* Brano di partenza *
March 09, 2015
Ci annunciano l’incontro come una
sorpresa, un privilegio, un’occasione rara e affatto scontata.
Meryem Kobane, uno dei tanti nomi di battaglia
che in Rojava segnano le vite di chi da anni ha scelto la rivoluzione e quindi
la clandestinità, è una comandante dello Ypj. Una vera e propria
istituzione della resistenza femminile. Una delle fondatrici
dell’esercito di autodifesa. Un passato nella guerriglia e un presente in
prima linea. In città non rientra quasi mai perché dopo la
liberazione ha scelto, come tantissime, di inoltrarsi sulle montagne e di
continuare la battaglia di annientamento dell’Isis e di messa in
sicurezza del Rojava. I ragazzi del mediacenter, nostri inseparabili ed
indispensabili accompagnatori, avevano saputo che sarebbe rientrata per qualche
ora a Kobane e hanno fatto di tutto per organizzare l’ incontro.
L’appuntamento è nel piazzale
del centro Logistico dello Ypg. Meryem ci aspetta lì, insieme con una
guerrigliera giovanissima che dimostra ancora meno dei suoi 18 anni. Fino a
quel momento avevamo già incontrato un gran numero di guerriglieri ma
tutti uomini. Le donne sono quasi tutte al fronte e in città si parla di
loro con il rispetto che si deve a figure eroiche della liberazione . La prima
cosa che ci colpisce è il sorriso che Meryem e la sua piccola
accompagnatrice sfoggiano senza riserve quando “Marhaba” dopo
“Marhaba” ci presentiamo, rispettando la ritualità del saluto
curdo, con cui lentamente cominciamo ad entrare in confidenza. Con il consueto
argomentare pacato a cui in Rojava si da’ pressappoco la stessa
importanza della guerriglia, Meryem dà disposizioni per lo spostamento
infilando in macchina con lei noi ragazze, dando appuntamento agli altri-i
maschi- direttamente alla sede dello Ypj.
Nell’abitacolo la lingua, come sempre,
è un ostacolo insormontabile. Meryem , come tutti i curdi, rifiuta le
lingue del colonialismo. Così durante il breve tragitto che ci conduce
alla meta restano i sorrisi e gli occhi gonfi di ammirazione che non riusciamo
a nascondere.
La sede dello Ypj è un posto strano,
un posto che mostra immediatamente l’estrema normalità della
resistenza . I vestiti, i fermagli, i profumi, le spazzole, le scarpe non da
guerra si mescolano alle armi e alle tute mimetiche in un quadro composito che
crea inevitabilmente un alone di familiarità. Siamo tra noi e questa
è innanzitutto una casa di donne. Le guerrigliere arrivano una ad una
per abbracciarci e ringraziarci. Come sempre, mentre ognuna di loro si batte la
mano sul petto in segno di gratitudine noi avremmo solo voglia di rispondere
che siamo noi a ringraziare loro per tutto quello che hanno fatto, per tutto
quello che hanno insegnato alle donne del pianeta. Non riusciamo a farlo in
modo articolato e come sempre ripetiamo solo “Spas” (grazie in
curdo), come una cantilena.

[Elementi memorizzati]
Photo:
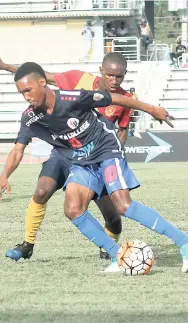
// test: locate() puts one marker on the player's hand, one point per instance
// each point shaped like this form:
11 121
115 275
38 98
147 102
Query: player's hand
2 65
160 114
4 186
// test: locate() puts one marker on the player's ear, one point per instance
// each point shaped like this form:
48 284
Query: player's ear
43 81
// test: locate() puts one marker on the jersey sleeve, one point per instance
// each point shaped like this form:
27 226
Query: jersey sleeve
124 118
24 135
94 99
68 80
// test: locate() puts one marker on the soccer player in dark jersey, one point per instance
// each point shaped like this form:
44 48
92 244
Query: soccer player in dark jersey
113 70
68 119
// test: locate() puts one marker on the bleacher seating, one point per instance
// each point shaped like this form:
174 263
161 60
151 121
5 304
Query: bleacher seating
175 98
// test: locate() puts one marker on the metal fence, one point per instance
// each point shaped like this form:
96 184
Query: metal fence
127 46
64 5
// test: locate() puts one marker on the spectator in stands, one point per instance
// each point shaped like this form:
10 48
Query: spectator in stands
109 32
122 30
179 50
55 2
88 35
145 33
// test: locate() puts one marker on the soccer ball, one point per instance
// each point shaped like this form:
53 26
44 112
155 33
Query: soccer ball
135 258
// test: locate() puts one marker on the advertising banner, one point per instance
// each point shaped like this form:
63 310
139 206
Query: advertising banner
157 147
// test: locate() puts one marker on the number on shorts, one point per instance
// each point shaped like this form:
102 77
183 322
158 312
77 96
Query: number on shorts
75 143
110 174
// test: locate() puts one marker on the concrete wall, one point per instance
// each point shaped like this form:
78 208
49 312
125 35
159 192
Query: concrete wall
46 41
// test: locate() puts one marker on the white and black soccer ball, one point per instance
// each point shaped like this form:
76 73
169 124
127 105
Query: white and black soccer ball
135 258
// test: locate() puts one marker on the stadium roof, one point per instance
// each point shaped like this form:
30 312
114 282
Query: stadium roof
66 14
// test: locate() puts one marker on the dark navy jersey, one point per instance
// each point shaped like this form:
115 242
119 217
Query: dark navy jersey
74 128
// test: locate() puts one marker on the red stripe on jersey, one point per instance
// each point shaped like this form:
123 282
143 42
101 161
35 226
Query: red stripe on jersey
69 80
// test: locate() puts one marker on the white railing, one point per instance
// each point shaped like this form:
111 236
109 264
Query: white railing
65 5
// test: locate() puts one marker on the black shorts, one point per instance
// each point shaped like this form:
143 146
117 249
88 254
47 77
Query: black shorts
57 168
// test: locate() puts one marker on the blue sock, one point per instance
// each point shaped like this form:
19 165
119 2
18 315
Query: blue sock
92 230
154 221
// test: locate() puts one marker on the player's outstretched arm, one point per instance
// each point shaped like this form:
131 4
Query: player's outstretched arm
159 113
14 158
13 68
122 135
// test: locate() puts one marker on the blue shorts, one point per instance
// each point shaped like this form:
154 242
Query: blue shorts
56 167
114 173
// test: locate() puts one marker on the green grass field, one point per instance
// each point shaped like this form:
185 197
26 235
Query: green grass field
64 282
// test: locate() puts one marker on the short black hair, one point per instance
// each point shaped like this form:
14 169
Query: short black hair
115 58
29 68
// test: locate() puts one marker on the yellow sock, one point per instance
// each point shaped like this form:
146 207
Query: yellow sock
34 216
112 235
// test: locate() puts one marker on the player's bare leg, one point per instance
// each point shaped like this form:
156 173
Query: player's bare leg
77 198
113 223
34 216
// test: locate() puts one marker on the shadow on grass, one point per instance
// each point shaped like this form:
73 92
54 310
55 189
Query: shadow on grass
167 256
92 317
11 198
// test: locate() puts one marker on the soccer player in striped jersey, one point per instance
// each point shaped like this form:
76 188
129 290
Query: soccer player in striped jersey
51 178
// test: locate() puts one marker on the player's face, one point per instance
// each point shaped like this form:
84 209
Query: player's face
112 76
33 89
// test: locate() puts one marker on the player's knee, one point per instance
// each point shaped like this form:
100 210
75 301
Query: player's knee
42 195
114 224
122 207
73 209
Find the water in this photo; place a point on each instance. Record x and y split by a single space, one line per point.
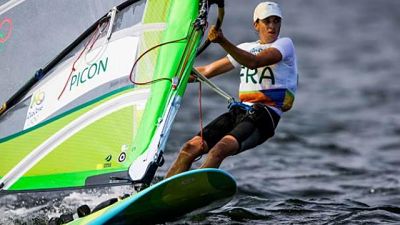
335 158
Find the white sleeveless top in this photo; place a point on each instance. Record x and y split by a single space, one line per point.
273 85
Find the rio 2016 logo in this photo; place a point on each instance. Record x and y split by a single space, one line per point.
6 27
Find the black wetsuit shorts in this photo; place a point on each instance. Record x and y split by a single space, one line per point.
249 127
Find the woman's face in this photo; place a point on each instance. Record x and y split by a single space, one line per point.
268 29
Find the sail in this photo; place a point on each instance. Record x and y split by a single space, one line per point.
99 113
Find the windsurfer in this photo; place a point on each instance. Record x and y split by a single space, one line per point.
267 88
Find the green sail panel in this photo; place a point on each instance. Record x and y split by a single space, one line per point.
85 124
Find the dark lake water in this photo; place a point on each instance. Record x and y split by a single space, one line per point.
335 158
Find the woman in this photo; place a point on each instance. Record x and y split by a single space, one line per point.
267 88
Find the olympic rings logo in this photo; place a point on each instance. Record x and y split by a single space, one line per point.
38 98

* Lavoro richiesto *
1. Spiega in una, due o tre frasi perché, secondo il brano di partenza, nell'abitacolo la lingua è un ostacolo insormontabile.
2. Formatta come elenco numerato le righe di dati, partendo da quella che contiene "Find the black" e arrivando fino all'ultima riga, entrambe comprese, e ometti le righe vuote.
Il testo e le righe non hanno alcun legame tra loro.

* Risposte per compito *
1. Meryem, come tutti i curdi, rifiuta le lingue del colonialismo. Per questo, durante il breve tragitto verso la sede dello Ypj, restano soltanto i sorrisi e gli occhi gonfi di ammirazione.

2.
1. Find the black wetsuit shorts in this photo; place a point on each instance. Record x and y split by a single space, one line per point.
2. 249 127
3. Find the woman's face in this photo; place a point on each instance. Record x and y split by a single space, one line per point.
4. 268 29
5. Find the sail in this photo; place a point on each instance. Record x and y split by a single space, one line per point.
6. 99 113
7. Find the windsurfer in this photo; place a point on each instance. Record x and y split by a single space, one line per point.
8. 267 88
9. Find the green sail panel in this photo; place a point on each instance. Record x and y split by a single space, one line per point.
10. 85 124
11. Find the dark lake water in this photo; place a point on each instance. Record x and y split by a single space, one line per point.
12. 335 158
13. Find the woman in this photo; place a point on each instance. Record x and y split by a single space, one line per point.
14. 267 88
15. Find the olympic rings logo in this photo; place a point on each instance. Record x and y split by a single space, one line per point.
16. 38 98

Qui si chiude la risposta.